> _Supplied records_:
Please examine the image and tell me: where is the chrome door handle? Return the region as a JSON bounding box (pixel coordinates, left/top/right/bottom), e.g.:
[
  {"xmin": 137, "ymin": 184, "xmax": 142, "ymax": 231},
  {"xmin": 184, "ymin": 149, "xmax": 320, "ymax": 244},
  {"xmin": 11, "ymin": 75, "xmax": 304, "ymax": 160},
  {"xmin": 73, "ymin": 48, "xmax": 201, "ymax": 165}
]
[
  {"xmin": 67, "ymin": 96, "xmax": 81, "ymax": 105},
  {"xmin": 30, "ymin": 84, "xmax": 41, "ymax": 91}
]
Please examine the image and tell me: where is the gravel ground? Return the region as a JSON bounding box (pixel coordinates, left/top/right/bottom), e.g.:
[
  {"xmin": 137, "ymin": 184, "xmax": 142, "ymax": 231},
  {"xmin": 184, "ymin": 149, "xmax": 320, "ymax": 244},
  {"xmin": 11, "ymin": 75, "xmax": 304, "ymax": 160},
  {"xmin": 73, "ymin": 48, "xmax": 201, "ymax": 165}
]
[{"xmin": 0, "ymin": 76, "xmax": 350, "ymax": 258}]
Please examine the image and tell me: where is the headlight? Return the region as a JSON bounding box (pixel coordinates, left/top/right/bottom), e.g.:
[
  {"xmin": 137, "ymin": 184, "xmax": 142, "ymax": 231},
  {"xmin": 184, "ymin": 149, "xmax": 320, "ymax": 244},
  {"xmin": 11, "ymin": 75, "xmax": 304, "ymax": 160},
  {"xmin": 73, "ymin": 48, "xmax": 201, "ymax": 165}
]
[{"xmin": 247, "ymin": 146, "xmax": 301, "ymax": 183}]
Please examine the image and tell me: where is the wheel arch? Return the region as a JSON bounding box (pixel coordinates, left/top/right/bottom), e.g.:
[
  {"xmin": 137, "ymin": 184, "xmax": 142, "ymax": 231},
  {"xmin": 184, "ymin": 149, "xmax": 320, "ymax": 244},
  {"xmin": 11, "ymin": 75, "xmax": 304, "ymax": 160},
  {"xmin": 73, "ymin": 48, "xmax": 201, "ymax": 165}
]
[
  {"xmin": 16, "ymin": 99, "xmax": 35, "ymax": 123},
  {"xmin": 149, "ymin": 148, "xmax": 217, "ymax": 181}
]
* * *
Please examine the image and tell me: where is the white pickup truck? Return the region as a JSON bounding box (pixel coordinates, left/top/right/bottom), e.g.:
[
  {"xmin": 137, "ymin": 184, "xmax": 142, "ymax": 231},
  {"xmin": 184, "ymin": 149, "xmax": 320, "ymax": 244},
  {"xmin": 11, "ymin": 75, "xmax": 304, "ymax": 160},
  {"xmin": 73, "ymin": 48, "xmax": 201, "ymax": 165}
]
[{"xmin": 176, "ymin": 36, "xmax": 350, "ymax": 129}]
...
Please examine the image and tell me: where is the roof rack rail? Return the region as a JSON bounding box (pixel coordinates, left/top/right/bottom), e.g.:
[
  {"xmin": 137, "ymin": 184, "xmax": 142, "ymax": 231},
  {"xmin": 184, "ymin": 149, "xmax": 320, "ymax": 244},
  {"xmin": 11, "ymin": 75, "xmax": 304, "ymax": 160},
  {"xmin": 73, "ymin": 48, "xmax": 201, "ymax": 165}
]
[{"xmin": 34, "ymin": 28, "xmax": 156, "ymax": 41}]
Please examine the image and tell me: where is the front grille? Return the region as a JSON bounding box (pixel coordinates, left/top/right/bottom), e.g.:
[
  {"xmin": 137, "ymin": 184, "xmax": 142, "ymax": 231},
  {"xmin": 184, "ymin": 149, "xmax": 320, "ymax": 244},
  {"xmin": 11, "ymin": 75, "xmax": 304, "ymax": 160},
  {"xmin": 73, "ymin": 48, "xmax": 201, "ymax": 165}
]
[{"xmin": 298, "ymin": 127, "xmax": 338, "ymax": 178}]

> _Aim_: Count the lines in the data above that contain the word "bottom", and reply with the number alone.

> _Final result_: 7